▸ **Given exercise A**: Please reproduce, word for word, the part of the Ivan Coyote review that begins at the words "Queer and trans" and stops after the words "of queer politics.".

I wish I had been kinder to a lot of people about it all, come to think of it.
Queer and trans people are often depicted in media as being perpetually teenagers or twenty-somethings. That’s another reason that I appreciate Ivan Coyote’s place in queer lit. They are in their 40s, which means both that they offer a look into a possible queer future for ourselves (it’s hard to imagine your future when none are depicted in media) and that they offer a more nuanced view of queer politics.
One essay that really stood out to me talked about the response they got from their Slate piece about gender neutral bathrooms, and about the harassment they face in public bathrooms. Their piece got shared at the same time on two sites: one, a pray-away-the-gay site, and the other, a “radical feminist” anti-trans site. The odd thing, they said, was how difficult it was to tell from the hateful emails which site the person was from. These are supposed to extreme opposite ends of the political spectrum, and yet the “radical feminists” and ultra right-wing camp sound almost identical. There is an unfortunate amount of TERFs (trans-exclusionary/trans-exterminatory “radical feminists”) on tumblr, and I’m constantly stumbling on their posts and remarking at how conservative their stances are, with minor vocabulary changes.
Of course, as the title would suggest, most of this collection has to do with gender.

▸ **Data listing**:
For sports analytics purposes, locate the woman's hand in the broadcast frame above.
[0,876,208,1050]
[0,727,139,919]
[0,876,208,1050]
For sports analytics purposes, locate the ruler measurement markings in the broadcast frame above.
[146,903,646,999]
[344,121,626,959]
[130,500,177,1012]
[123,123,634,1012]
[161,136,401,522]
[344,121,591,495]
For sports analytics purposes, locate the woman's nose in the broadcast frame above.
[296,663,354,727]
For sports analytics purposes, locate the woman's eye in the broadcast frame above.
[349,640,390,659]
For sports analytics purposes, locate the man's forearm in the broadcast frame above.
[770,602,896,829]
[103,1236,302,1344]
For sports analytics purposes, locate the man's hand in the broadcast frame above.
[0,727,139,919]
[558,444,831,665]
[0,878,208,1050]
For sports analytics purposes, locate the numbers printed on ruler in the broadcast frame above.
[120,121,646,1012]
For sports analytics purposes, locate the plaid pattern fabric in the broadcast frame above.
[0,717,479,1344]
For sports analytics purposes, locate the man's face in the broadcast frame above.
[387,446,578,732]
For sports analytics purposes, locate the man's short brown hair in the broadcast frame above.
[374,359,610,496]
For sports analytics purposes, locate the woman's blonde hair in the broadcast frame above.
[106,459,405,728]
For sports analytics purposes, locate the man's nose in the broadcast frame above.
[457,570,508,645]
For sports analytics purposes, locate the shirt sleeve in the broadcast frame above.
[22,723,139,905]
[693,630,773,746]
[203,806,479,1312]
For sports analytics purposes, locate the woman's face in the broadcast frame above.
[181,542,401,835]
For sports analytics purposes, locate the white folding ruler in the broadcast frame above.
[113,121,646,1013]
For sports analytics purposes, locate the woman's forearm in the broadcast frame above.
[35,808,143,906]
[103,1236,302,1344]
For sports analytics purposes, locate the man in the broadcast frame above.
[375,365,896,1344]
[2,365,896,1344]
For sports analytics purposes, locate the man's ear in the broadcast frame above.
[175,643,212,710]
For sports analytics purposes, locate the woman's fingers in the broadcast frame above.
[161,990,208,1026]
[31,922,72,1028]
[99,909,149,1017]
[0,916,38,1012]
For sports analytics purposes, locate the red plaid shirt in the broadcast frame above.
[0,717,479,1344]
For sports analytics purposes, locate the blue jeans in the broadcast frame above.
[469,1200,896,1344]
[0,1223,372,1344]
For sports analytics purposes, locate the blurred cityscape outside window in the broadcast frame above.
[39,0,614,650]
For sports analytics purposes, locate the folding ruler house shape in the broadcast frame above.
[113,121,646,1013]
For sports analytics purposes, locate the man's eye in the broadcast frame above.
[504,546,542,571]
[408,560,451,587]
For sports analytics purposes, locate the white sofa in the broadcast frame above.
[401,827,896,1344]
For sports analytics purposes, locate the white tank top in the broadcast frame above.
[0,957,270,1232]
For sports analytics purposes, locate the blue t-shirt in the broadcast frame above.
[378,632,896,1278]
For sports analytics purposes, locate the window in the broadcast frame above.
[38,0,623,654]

▸ **Given exercise B**: In the listing, begin at the line that has "For sports analytics purposes, locate the blurred" and stop after the line that has "[408,560,451,587]". Give only those lines again, switching "broadcast frame" to "TV still" and changing nothing else.

▸ **Correct response A**:
Queer and trans people are often depicted in media as being perpetually teenagers or twenty-somethings. That’s another reason that I appreciate Ivan Coyote’s place in queer lit. They are in their 40s, which means both that they offer a look into a possible queer future for ourselves (it’s hard to imagine your future when none are depicted in media) and that they offer a more nuanced view of queer politics.

▸ **Correct response B**:
For sports analytics purposes, locate the blurred cityscape outside window in the TV still above.
[39,0,614,650]
For sports analytics purposes, locate the folding ruler house shape in the TV still above.
[113,121,646,1013]
For sports analytics purposes, locate the man's eye in the TV still above.
[504,546,542,571]
[408,560,451,587]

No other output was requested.